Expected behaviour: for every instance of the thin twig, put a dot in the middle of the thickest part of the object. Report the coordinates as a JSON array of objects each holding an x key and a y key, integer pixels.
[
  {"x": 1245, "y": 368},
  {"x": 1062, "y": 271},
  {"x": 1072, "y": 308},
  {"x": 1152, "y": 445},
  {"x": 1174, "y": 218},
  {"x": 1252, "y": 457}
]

____

= ASSIGNMENT =
The full data must appear again, retyped in every detail.

= FINISHED EXERCISE =
Expected behaviour: for every instance of the thin twig, put a dot in the middle of the thickest part of the object. Report the coordinates as a JSON array of objects each holding an x key and a y key, integer pixels.
[
  {"x": 1245, "y": 368},
  {"x": 1062, "y": 271},
  {"x": 1072, "y": 308},
  {"x": 1152, "y": 445},
  {"x": 1174, "y": 218},
  {"x": 1252, "y": 457}
]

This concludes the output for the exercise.